> **Provided text**
>>>

Doug Prade should be set free because the new DNA results are "clear and convincing," said Summit County Court of Common Pleas Judge Judy Hunter in Akron.
Hunter could have ordered a new trial for the 66-year-old Prade, or found that the DNA results weren't strong enough and allowed his conviction and sentence of life in prison to stand.
It was not immediately clear when Prade would be released from the central Ohio prison where he has been jailed, and his attorney was not immediately available for comment, except to say in an email that she was "thrilled."
"This has been a long time coming," wrote attorney Carrie Wood, who works for the Cincinnati-based Ohio Innocence Project and has been working for years to get Prade freed.
Summit County Prosecuting Attorney Sherri Bevan Walsh vowed to appeal, saying in a statement that Hunter's findings were "a gross misapplication of the law."
"We have not seen any credible evidence that suggests innocence, and we are taking all available actions to keep a dangerous killer off the streets," she said.
If a higher court should agree with prosecutors and overturn Hunter's ruling, Prade would get a new trial.

<<<

> **Work to complete**
Extract the passage of the Doug Prade article from "Doug Prade should" to "Hunter in Akron.", word for word. Rely only on the article about Doug Prade's case.

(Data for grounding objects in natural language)
>>>

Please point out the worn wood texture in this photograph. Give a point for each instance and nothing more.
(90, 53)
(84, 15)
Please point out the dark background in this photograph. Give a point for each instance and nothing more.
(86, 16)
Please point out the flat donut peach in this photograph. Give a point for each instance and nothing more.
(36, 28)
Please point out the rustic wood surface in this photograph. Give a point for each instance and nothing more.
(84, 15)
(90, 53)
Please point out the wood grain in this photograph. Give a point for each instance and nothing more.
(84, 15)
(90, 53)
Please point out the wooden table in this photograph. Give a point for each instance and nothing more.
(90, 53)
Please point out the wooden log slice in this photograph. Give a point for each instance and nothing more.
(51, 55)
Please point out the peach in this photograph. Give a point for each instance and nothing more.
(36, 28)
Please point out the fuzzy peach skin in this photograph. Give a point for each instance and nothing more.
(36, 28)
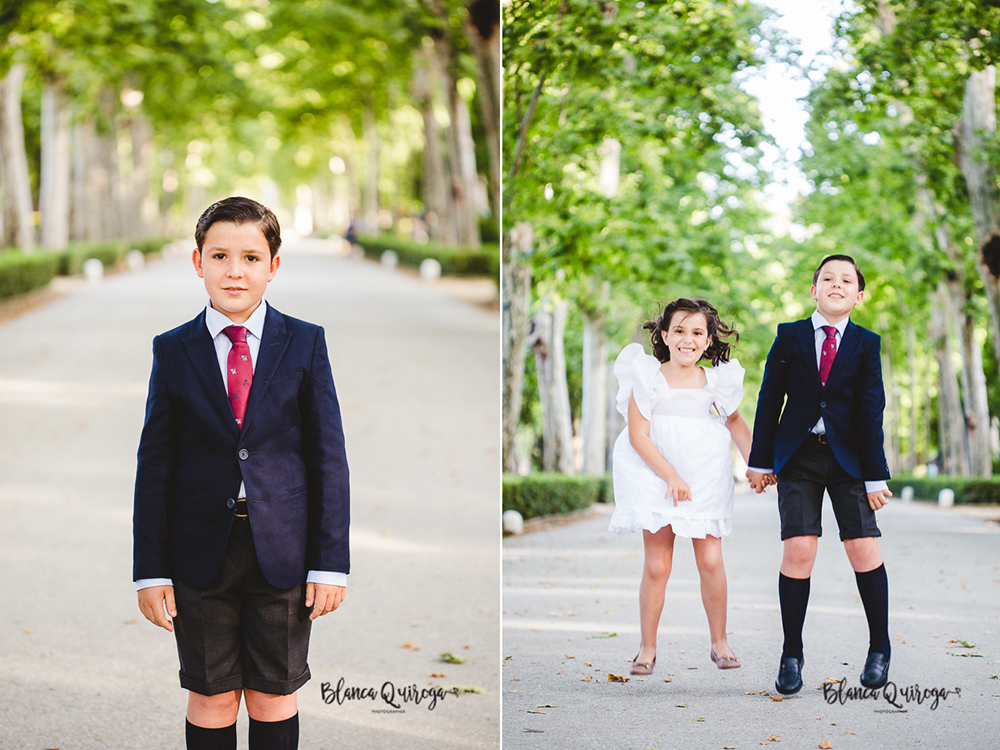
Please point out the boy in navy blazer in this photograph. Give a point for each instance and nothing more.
(241, 497)
(827, 373)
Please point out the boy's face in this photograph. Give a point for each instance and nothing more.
(236, 265)
(836, 290)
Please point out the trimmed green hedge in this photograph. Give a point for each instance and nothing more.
(21, 273)
(968, 490)
(545, 494)
(455, 261)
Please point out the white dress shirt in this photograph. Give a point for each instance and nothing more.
(818, 322)
(216, 322)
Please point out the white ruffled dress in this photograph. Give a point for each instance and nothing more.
(692, 438)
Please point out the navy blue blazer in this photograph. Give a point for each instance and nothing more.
(851, 404)
(290, 453)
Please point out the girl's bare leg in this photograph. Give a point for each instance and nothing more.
(659, 553)
(714, 591)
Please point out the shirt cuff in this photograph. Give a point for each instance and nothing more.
(145, 583)
(327, 577)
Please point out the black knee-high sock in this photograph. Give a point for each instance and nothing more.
(199, 738)
(874, 589)
(274, 735)
(793, 595)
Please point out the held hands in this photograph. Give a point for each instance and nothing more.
(879, 499)
(326, 597)
(678, 488)
(759, 482)
(153, 601)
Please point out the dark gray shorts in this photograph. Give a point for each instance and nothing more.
(812, 469)
(242, 632)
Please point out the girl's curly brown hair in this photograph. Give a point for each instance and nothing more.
(718, 350)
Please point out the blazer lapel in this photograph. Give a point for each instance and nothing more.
(807, 340)
(847, 343)
(273, 344)
(205, 361)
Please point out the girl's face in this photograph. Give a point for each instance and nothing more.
(687, 338)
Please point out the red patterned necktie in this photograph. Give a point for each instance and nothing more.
(829, 352)
(239, 371)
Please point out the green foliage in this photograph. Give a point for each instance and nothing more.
(968, 490)
(547, 494)
(23, 273)
(455, 261)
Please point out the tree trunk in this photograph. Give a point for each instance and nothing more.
(370, 135)
(978, 411)
(54, 179)
(979, 125)
(482, 26)
(951, 420)
(547, 340)
(19, 228)
(436, 182)
(595, 384)
(516, 290)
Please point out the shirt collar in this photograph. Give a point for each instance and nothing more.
(819, 321)
(216, 321)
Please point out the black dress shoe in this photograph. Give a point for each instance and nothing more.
(789, 675)
(876, 671)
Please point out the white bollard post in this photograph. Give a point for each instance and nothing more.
(430, 269)
(390, 259)
(135, 259)
(93, 270)
(512, 522)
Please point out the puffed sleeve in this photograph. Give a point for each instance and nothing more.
(635, 370)
(726, 380)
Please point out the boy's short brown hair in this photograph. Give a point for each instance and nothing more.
(239, 210)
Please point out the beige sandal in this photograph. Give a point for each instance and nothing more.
(642, 667)
(724, 662)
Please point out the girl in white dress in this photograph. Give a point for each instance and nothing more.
(672, 464)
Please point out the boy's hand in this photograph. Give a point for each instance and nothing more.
(879, 499)
(152, 601)
(759, 482)
(326, 597)
(679, 488)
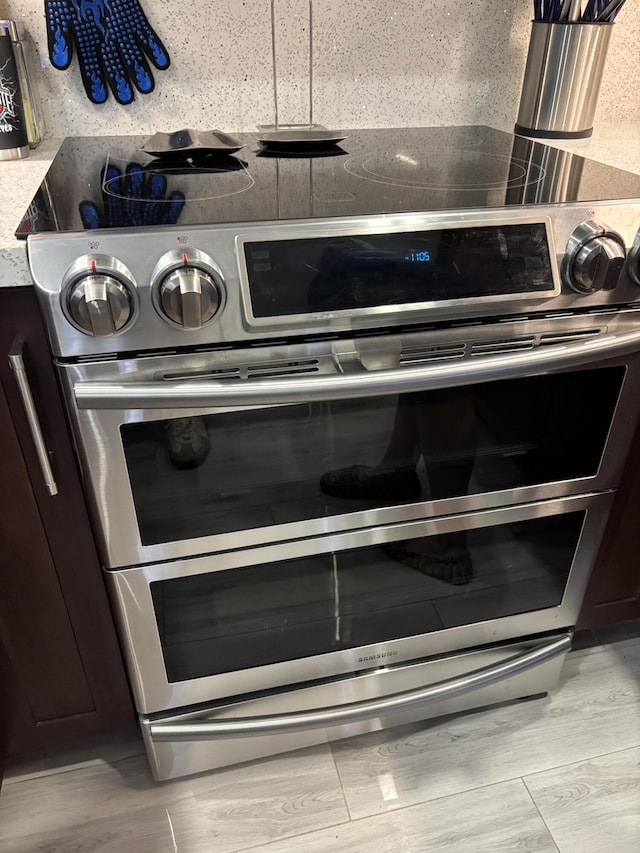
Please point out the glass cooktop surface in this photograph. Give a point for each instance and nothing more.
(109, 182)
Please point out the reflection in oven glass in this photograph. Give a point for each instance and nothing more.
(232, 620)
(258, 468)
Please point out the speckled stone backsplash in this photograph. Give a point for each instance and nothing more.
(375, 63)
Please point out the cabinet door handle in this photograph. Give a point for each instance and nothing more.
(16, 363)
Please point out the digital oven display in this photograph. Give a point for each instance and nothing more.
(327, 274)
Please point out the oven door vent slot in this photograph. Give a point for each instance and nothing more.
(283, 368)
(197, 375)
(567, 337)
(501, 346)
(423, 355)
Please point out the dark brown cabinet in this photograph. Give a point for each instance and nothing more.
(61, 663)
(613, 594)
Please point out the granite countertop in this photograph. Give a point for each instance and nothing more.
(618, 145)
(19, 180)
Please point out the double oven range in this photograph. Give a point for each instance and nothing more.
(350, 421)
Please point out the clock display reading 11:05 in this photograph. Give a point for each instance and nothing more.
(418, 257)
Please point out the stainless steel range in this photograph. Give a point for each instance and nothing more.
(350, 421)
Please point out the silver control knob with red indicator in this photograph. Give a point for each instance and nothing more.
(189, 296)
(187, 289)
(98, 296)
(594, 260)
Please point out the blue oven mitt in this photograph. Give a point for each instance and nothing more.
(113, 41)
(134, 198)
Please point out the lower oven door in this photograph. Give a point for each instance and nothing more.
(246, 728)
(259, 619)
(199, 453)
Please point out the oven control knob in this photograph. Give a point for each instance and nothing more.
(189, 297)
(99, 305)
(595, 260)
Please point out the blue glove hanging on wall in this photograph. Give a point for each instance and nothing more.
(113, 41)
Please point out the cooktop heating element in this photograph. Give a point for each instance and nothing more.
(390, 227)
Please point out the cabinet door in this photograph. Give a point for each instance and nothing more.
(66, 674)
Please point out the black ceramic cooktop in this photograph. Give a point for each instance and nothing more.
(108, 182)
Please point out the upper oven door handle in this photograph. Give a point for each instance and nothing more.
(184, 730)
(210, 394)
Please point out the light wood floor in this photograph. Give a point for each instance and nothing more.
(560, 773)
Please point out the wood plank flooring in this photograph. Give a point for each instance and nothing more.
(559, 773)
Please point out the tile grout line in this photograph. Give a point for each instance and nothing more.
(489, 784)
(344, 793)
(535, 805)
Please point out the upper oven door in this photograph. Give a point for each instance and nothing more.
(205, 452)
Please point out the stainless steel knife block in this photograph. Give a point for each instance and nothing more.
(562, 79)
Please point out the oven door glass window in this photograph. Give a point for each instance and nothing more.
(239, 470)
(232, 620)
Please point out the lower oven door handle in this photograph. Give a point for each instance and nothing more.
(364, 710)
(209, 394)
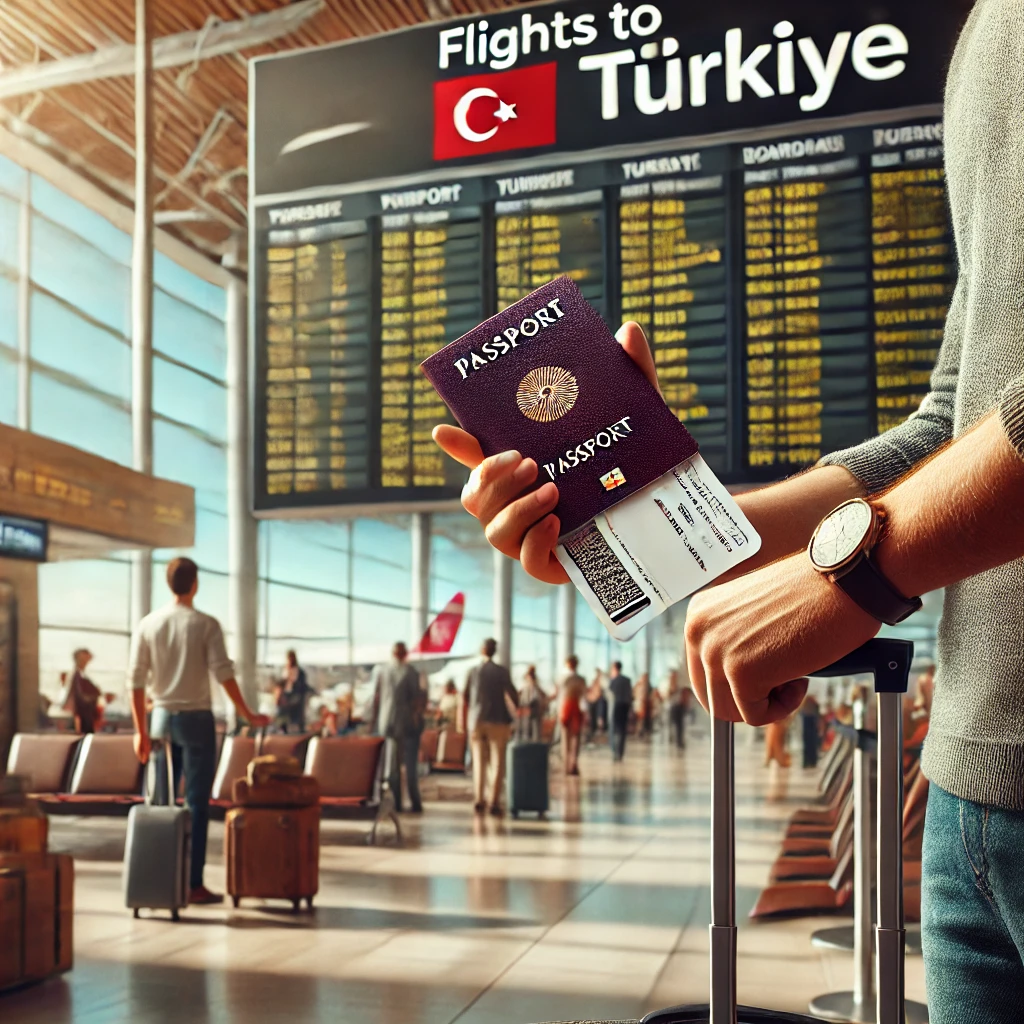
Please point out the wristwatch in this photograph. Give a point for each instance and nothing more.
(841, 550)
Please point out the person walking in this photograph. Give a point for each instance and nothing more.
(398, 700)
(293, 696)
(174, 651)
(83, 694)
(571, 691)
(621, 689)
(485, 710)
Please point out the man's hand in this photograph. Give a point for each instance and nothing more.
(751, 642)
(517, 520)
(142, 745)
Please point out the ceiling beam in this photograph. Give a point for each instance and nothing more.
(215, 39)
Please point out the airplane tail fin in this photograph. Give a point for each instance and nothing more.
(441, 632)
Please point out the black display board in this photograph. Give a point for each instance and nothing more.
(793, 282)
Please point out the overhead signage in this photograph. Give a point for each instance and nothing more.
(23, 539)
(569, 77)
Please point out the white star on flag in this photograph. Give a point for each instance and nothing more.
(505, 111)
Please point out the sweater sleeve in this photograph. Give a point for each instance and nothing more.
(882, 461)
(1012, 414)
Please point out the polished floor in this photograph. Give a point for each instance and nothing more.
(599, 912)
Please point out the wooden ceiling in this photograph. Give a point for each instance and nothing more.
(200, 99)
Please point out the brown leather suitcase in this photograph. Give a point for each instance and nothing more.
(272, 853)
(24, 828)
(301, 792)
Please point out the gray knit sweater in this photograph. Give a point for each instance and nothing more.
(975, 747)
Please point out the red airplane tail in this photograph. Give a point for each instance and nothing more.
(441, 632)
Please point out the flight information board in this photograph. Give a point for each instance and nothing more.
(431, 292)
(794, 292)
(315, 386)
(547, 237)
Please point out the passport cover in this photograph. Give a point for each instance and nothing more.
(547, 378)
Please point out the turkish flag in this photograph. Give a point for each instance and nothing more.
(509, 110)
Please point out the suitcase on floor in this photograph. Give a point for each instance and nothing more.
(527, 777)
(158, 851)
(272, 853)
(889, 660)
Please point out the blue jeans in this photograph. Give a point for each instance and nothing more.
(972, 911)
(194, 752)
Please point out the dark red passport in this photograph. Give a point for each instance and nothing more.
(547, 378)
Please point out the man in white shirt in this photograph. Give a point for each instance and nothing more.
(175, 650)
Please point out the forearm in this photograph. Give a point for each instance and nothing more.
(785, 514)
(235, 695)
(958, 515)
(138, 712)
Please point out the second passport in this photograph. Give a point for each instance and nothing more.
(547, 378)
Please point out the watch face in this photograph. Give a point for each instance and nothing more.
(841, 535)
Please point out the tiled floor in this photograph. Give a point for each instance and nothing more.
(601, 911)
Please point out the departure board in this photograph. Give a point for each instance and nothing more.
(431, 293)
(807, 311)
(316, 382)
(672, 239)
(794, 292)
(913, 271)
(548, 236)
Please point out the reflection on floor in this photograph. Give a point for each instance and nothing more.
(601, 911)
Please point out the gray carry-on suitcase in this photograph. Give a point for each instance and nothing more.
(158, 850)
(527, 777)
(889, 662)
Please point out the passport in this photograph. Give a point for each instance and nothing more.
(547, 378)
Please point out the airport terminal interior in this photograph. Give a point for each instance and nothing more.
(229, 232)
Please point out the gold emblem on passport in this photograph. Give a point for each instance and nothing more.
(547, 393)
(613, 478)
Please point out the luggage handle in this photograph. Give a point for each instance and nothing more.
(151, 785)
(889, 662)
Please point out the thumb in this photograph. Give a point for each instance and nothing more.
(632, 338)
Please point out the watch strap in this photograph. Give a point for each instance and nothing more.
(872, 592)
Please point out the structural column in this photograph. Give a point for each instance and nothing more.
(503, 608)
(243, 537)
(420, 603)
(566, 625)
(25, 308)
(141, 292)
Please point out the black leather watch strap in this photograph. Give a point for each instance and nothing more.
(865, 585)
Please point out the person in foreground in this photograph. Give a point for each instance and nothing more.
(944, 509)
(175, 650)
(488, 696)
(399, 720)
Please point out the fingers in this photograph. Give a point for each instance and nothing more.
(507, 529)
(632, 338)
(538, 552)
(780, 702)
(495, 486)
(460, 445)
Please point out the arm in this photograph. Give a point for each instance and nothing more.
(139, 665)
(223, 671)
(750, 641)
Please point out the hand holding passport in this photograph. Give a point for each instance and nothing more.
(643, 520)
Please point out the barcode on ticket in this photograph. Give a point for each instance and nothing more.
(619, 593)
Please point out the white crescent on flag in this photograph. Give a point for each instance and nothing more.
(462, 112)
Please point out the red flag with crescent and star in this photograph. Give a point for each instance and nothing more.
(510, 110)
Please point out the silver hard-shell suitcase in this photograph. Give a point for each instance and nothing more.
(889, 662)
(158, 851)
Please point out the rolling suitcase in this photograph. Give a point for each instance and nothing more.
(889, 662)
(158, 851)
(272, 853)
(527, 777)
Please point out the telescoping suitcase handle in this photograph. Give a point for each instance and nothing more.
(889, 662)
(151, 783)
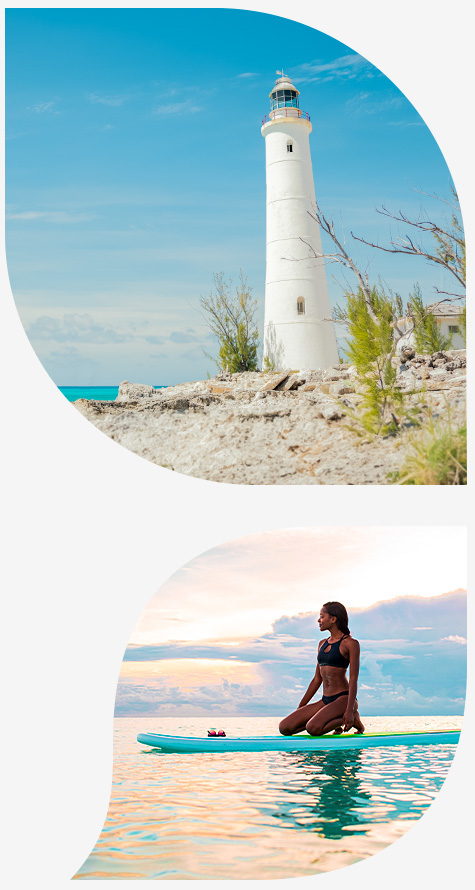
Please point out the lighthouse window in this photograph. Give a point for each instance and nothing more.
(284, 99)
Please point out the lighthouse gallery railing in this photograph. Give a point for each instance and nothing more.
(285, 112)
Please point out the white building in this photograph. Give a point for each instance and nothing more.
(298, 330)
(448, 317)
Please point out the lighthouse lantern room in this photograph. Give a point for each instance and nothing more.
(298, 327)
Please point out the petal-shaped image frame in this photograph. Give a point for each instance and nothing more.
(208, 780)
(132, 271)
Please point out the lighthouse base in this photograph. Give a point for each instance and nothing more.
(296, 345)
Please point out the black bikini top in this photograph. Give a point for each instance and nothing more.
(333, 657)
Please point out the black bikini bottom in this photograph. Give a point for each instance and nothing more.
(327, 699)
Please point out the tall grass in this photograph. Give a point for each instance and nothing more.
(437, 456)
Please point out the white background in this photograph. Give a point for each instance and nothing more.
(91, 530)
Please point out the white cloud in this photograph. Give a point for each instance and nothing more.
(186, 107)
(43, 107)
(112, 101)
(349, 66)
(54, 216)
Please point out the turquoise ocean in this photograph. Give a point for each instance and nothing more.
(99, 393)
(261, 815)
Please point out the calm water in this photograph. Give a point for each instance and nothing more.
(99, 393)
(261, 815)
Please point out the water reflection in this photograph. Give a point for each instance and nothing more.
(333, 793)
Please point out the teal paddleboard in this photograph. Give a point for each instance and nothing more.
(303, 742)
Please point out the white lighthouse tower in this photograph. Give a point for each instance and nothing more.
(298, 330)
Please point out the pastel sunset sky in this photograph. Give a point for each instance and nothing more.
(235, 630)
(135, 170)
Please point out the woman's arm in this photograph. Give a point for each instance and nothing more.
(354, 655)
(315, 682)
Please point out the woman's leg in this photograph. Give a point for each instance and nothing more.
(359, 726)
(297, 720)
(328, 717)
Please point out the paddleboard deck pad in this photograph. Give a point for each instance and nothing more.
(302, 742)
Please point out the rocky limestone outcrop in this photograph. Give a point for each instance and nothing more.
(285, 428)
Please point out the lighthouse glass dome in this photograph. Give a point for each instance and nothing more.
(284, 99)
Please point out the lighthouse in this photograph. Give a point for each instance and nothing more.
(298, 327)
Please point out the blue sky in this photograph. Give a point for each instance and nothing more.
(235, 630)
(135, 170)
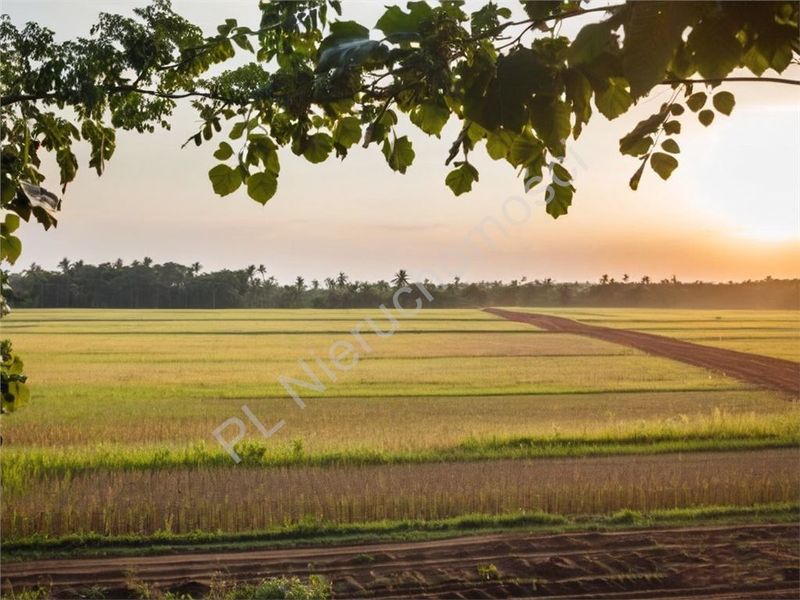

<<<

> **Output below**
Doug Prade should be set free because the new DNA results are "clear and convincing," said Summit County Court of Common Pleas Judge Judy Hunter in Akron.